Requirements - Rescale the material between the line holding "the blue latex" and the end of the material, inclusive, by repeating those lines with the requests included and with every coordinate in the answers multiplied by 2.6 and rounded to whole numbers, halves up. Leave the coordinates in the requests unchanged, and leave the pictures out.

Data for this exercise -
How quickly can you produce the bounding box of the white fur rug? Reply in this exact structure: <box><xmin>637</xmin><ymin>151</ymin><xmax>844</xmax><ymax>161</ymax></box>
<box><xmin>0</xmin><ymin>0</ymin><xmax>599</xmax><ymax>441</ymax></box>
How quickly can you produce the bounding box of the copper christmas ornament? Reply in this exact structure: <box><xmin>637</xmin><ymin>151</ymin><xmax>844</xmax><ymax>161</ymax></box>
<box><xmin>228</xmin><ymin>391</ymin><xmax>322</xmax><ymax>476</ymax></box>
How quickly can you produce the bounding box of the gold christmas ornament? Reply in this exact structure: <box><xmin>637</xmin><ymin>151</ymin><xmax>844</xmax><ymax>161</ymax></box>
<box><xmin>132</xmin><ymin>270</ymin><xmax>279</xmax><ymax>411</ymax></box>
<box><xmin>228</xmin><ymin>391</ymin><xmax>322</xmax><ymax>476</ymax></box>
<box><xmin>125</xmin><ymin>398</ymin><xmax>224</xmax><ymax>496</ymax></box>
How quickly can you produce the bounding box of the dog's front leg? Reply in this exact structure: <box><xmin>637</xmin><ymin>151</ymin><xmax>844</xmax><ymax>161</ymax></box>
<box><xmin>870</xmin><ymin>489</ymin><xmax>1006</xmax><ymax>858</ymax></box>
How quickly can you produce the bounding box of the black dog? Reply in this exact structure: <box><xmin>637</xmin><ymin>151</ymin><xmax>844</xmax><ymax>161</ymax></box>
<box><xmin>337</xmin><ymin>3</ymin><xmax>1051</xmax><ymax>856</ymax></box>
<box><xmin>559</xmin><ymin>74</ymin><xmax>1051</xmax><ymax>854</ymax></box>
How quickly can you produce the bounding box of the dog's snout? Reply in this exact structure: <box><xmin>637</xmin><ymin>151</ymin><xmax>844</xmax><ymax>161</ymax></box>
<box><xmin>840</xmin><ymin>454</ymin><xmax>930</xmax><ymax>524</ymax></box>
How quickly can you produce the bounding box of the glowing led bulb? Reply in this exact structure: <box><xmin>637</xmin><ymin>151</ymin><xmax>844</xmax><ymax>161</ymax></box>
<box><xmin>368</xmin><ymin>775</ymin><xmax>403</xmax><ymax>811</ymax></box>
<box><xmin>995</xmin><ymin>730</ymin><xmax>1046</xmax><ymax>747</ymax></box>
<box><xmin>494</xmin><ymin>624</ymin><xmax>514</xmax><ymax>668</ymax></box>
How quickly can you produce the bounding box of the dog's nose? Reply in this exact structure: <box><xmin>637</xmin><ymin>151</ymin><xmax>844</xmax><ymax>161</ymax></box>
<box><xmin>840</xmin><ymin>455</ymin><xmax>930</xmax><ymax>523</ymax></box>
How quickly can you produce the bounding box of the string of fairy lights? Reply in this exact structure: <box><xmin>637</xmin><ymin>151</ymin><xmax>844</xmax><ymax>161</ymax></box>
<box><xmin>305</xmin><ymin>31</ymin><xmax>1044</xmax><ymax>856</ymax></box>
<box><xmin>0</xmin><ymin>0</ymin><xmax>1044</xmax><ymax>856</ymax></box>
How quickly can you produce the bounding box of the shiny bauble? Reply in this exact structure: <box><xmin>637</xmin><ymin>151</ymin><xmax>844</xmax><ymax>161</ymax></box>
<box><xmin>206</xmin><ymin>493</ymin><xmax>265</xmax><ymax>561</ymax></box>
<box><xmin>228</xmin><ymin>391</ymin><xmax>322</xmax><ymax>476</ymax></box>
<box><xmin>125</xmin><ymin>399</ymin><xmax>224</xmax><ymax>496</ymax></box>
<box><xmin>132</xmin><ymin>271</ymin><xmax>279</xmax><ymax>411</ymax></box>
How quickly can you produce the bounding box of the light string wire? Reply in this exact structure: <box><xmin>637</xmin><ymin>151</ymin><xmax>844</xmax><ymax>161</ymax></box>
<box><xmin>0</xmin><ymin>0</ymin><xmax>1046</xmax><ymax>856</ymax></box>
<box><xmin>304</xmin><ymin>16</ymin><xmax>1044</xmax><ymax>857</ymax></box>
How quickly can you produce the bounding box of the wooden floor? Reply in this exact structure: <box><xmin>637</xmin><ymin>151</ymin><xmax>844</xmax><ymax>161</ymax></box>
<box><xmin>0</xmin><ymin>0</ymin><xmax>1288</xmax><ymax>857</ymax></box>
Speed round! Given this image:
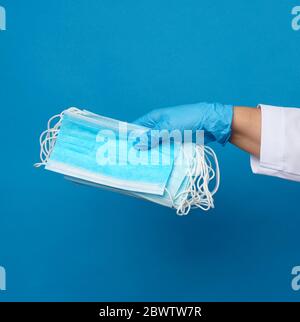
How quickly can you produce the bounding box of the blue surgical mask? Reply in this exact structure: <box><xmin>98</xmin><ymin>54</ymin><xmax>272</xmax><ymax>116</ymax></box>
<box><xmin>37</xmin><ymin>108</ymin><xmax>219</xmax><ymax>214</ymax></box>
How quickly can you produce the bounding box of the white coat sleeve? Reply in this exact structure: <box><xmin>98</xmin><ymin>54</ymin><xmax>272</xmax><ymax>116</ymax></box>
<box><xmin>250</xmin><ymin>105</ymin><xmax>300</xmax><ymax>181</ymax></box>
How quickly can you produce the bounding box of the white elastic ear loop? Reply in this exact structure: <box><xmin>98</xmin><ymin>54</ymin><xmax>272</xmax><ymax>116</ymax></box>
<box><xmin>166</xmin><ymin>145</ymin><xmax>220</xmax><ymax>215</ymax></box>
<box><xmin>34</xmin><ymin>107</ymin><xmax>80</xmax><ymax>168</ymax></box>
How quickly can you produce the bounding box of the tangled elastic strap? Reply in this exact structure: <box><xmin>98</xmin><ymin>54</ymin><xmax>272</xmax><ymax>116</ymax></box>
<box><xmin>166</xmin><ymin>144</ymin><xmax>220</xmax><ymax>215</ymax></box>
<box><xmin>34</xmin><ymin>108</ymin><xmax>220</xmax><ymax>215</ymax></box>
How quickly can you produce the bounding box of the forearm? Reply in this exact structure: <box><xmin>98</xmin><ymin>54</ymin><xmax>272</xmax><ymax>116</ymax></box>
<box><xmin>230</xmin><ymin>106</ymin><xmax>261</xmax><ymax>157</ymax></box>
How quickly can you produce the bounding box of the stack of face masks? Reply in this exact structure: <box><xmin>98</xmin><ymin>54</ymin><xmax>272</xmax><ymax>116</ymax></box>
<box><xmin>35</xmin><ymin>108</ymin><xmax>220</xmax><ymax>215</ymax></box>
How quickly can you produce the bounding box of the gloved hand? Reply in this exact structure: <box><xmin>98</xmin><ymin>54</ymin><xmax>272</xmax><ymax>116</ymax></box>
<box><xmin>134</xmin><ymin>103</ymin><xmax>233</xmax><ymax>149</ymax></box>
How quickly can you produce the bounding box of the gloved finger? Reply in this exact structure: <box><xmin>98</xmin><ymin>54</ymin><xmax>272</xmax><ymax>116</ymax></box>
<box><xmin>134</xmin><ymin>129</ymin><xmax>161</xmax><ymax>151</ymax></box>
<box><xmin>133</xmin><ymin>110</ymin><xmax>161</xmax><ymax>129</ymax></box>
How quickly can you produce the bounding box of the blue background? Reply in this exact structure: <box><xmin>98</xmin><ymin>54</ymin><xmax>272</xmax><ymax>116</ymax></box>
<box><xmin>0</xmin><ymin>0</ymin><xmax>300</xmax><ymax>301</ymax></box>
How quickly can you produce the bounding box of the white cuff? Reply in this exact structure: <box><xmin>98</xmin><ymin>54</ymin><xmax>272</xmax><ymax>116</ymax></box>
<box><xmin>250</xmin><ymin>105</ymin><xmax>300</xmax><ymax>181</ymax></box>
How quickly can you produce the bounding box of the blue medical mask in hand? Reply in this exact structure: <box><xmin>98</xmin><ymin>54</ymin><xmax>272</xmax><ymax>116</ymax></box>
<box><xmin>36</xmin><ymin>108</ymin><xmax>219</xmax><ymax>214</ymax></box>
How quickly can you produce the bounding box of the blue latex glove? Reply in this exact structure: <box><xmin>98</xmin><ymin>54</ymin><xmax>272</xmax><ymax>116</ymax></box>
<box><xmin>134</xmin><ymin>103</ymin><xmax>233</xmax><ymax>149</ymax></box>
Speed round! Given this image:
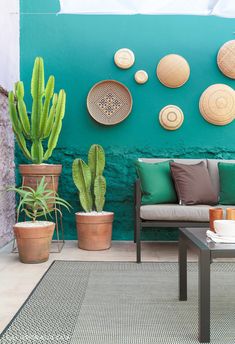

Task answer -
How quickly can you produce the bounding box of the blue latex glove? Reply in this exact structure: <box><xmin>98</xmin><ymin>54</ymin><xmax>272</xmax><ymax>116</ymax></box>
<box><xmin>348</xmin><ymin>268</ymin><xmax>606</xmax><ymax>387</ymax></box>
Speed round! Given this image:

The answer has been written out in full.